WHAT IS REQUIRED: With the pictures omitted, write out the entries that follow exactly as they stand.

EXERCISE DATA:
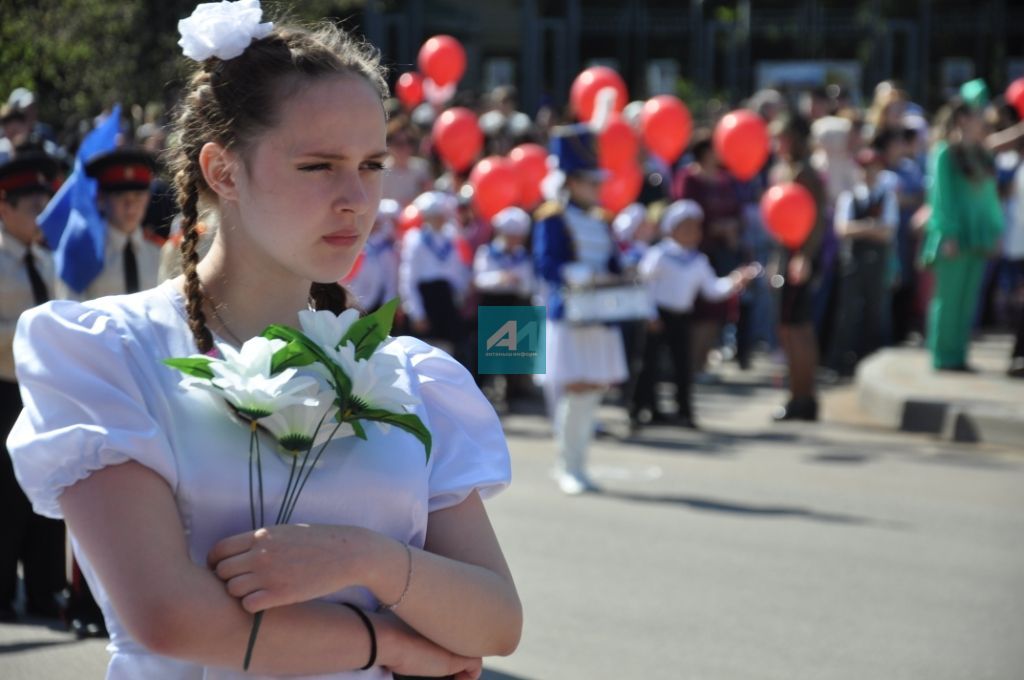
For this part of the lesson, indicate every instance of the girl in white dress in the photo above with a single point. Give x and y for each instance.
(283, 134)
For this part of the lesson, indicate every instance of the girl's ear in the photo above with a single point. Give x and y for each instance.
(219, 168)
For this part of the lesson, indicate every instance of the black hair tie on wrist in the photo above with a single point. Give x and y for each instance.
(370, 629)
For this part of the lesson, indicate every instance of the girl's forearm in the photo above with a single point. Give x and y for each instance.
(466, 608)
(302, 639)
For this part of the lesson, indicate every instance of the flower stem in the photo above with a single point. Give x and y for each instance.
(288, 491)
(252, 500)
(257, 620)
(259, 473)
(308, 471)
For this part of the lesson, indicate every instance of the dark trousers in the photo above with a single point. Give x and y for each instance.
(25, 537)
(675, 335)
(1019, 344)
(858, 327)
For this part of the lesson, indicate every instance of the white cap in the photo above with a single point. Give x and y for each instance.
(22, 97)
(511, 221)
(629, 220)
(433, 204)
(388, 210)
(679, 211)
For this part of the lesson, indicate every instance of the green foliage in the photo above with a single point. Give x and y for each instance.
(368, 333)
(80, 56)
(197, 367)
(406, 421)
(300, 350)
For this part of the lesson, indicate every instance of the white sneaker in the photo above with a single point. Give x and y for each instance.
(574, 484)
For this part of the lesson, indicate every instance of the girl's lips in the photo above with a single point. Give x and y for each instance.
(341, 239)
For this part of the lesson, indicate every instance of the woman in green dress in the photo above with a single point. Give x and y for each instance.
(964, 228)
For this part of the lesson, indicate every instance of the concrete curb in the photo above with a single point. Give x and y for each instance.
(899, 389)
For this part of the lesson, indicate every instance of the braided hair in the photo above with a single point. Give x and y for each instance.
(231, 102)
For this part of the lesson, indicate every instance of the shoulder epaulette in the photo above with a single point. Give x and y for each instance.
(548, 209)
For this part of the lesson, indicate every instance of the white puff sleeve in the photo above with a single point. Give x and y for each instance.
(469, 451)
(84, 410)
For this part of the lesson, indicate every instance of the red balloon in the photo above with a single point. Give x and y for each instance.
(617, 145)
(622, 187)
(530, 163)
(496, 185)
(442, 59)
(458, 137)
(409, 218)
(741, 142)
(1015, 95)
(410, 89)
(790, 212)
(667, 125)
(589, 83)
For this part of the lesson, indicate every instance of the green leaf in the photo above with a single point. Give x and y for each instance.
(406, 421)
(368, 333)
(303, 343)
(292, 355)
(197, 367)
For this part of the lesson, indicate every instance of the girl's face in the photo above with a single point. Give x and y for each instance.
(972, 127)
(585, 189)
(125, 210)
(307, 197)
(18, 215)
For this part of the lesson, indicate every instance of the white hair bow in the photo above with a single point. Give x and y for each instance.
(222, 29)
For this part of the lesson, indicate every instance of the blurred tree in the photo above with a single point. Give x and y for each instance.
(80, 56)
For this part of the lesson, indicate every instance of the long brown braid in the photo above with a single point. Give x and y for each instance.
(231, 102)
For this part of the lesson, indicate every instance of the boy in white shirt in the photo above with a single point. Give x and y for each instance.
(675, 272)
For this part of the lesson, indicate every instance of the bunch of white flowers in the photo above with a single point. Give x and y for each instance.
(305, 388)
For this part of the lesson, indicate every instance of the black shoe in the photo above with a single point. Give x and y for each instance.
(802, 409)
(686, 422)
(88, 628)
(961, 368)
(44, 610)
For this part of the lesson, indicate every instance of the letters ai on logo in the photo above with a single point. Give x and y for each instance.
(509, 337)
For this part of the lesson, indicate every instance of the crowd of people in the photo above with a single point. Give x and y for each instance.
(919, 237)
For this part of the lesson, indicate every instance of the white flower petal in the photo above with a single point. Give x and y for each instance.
(326, 328)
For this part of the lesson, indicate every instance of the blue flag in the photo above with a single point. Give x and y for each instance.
(71, 221)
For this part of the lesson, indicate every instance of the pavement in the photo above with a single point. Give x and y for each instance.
(839, 550)
(899, 388)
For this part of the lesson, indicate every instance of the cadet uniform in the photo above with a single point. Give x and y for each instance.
(26, 280)
(131, 262)
(432, 279)
(568, 242)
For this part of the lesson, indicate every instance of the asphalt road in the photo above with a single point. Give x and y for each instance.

SOLUTION TO THE PROBLEM:
For this part of the lesson, indicate every instance of the girl in white dress in the photo above with a single point. Give x and y for each instance.
(283, 134)
For this part of the lesson, indicate every instance of the girl's ear in the photo above with a single point. Give x and y for each instance.
(219, 168)
For this part of the lesson, indicate every instance of the black hair tie on wrist in the photo above with a single point. Give x and y for each instance.
(370, 629)
For this part of the lesson, indicate every instance of the girl's forearm in the photo above with a single point. Give x and y for each instance.
(466, 608)
(302, 639)
For this part of the lesson, indicate every instance of the flower stem in the photo above with a single point. Give x and y for each instance.
(288, 491)
(252, 500)
(257, 620)
(259, 473)
(308, 471)
For this part of the lesson, indicate every instance of the dark trousers in the photo above with a single point. Give x and y for each instance.
(25, 537)
(675, 335)
(1019, 344)
(858, 327)
For this part of the lesson, indicate every instance of the white cap in the photo above with a single point. Give x and y for each instance.
(22, 97)
(511, 221)
(629, 220)
(433, 204)
(388, 210)
(679, 211)
For this part of the lesson, indicate every instance of the green foliage in the photo above with a single point. Give x and y for each instance.
(368, 333)
(80, 56)
(197, 367)
(406, 421)
(300, 350)
For this part of the lesson, indicate every instance of the white sneaker in the photo above with a single point. Give x and y for each instance.
(574, 484)
For this part of the lesson, indicate every instance of the girl's lips in the photo above with a single point. Give x and y for each instance.
(341, 239)
For this part of the lesson, indicate every instance of the woman in green dress in the photo above with a single point. Give x and y for each instance.
(964, 228)
For this part of the lesson, indicate every instance of the concrete curb in the photo above with a single point. Give x and y for each instance.
(899, 389)
For this part of the lesson, indicate every instance of the braided hair in the photo above with a single point. Give x and y for each instance.
(231, 102)
For this part of the lesson, indicate every instance of the shoulder epaulette in the photo above with a single point. Give x and y for each instance.
(548, 209)
For this part of the lesson, indicate every instance of the white puff sleeve in the photo above with a single point. Give x and y for each instance.
(469, 451)
(84, 410)
For this part of the lesson, indicate every instance of the red balloon in the photo above with a single point. Give x and y for each instance.
(617, 145)
(622, 187)
(530, 163)
(496, 185)
(442, 59)
(458, 137)
(409, 218)
(741, 142)
(1015, 95)
(410, 89)
(790, 212)
(667, 125)
(589, 83)
For this part of the lesson, indicate every instance of the green leaf in the photo above with a single point. Give x and y for each instance.
(406, 421)
(368, 333)
(303, 343)
(292, 355)
(197, 367)
For this part of the lesson, indicate every instance of the girl's face in the photo above with a single point. Give x and y for each instance.
(972, 127)
(585, 189)
(125, 210)
(307, 197)
(18, 215)
For this part of the lesson, indicate every instance of the white hair bow in the photo above with a single point. Give x and y for each instance.
(222, 29)
For this part of the lesson, indicate every instance of the blurred tree in the photo above with a single point. Give x and y for each instance.
(80, 56)
For this part of the lesson, indicate every instance of the long brown braid in the photo above with a single point. Give x and y for each instance.
(231, 102)
For this part of the lesson, indicate every instance of the boy in white shirt in the photo above with a single point. Give x and y for each instance.
(675, 272)
For this part of the lesson, indicate every instance of the bunch of white flowers in the photo above with a single point. Give x and y for each instance.
(305, 388)
For this part of the lesson, indicate every instance of the black shoe in the photo above with a single point. Give x and y for each instance.
(802, 409)
(686, 422)
(88, 628)
(961, 368)
(44, 610)
For this part of the lesson, indicate every instance of the letters ai on logo in the photo above with a single point. Give x and y for each instance.
(509, 337)
For this part of the lesson, indicate every instance of the crowd of people in the photo above with a single point. Give x and y for each instance.
(919, 237)
For this part of the lesson, indicate every instance of the white flower petal in the photo above with a single point. Give x and y for each instance.
(326, 328)
For this part of the lesson, indicate every instance of the blue flag in the photo above with a single point. Give x and y for each instance.
(71, 221)
For this part of the lesson, indicate every instance of the pavement in the photo above with a single point. Give x and y for each instance.
(839, 550)
(899, 388)
For this part of the lesson, indicate every instance of the cadet uniform in the photo above with a single point. Give x and y for each instance.
(26, 280)
(131, 262)
(432, 279)
(568, 242)
For this part of the lesson, indicate every instance of the asphalt road in the photo above with a single point. Give x and y for each instance.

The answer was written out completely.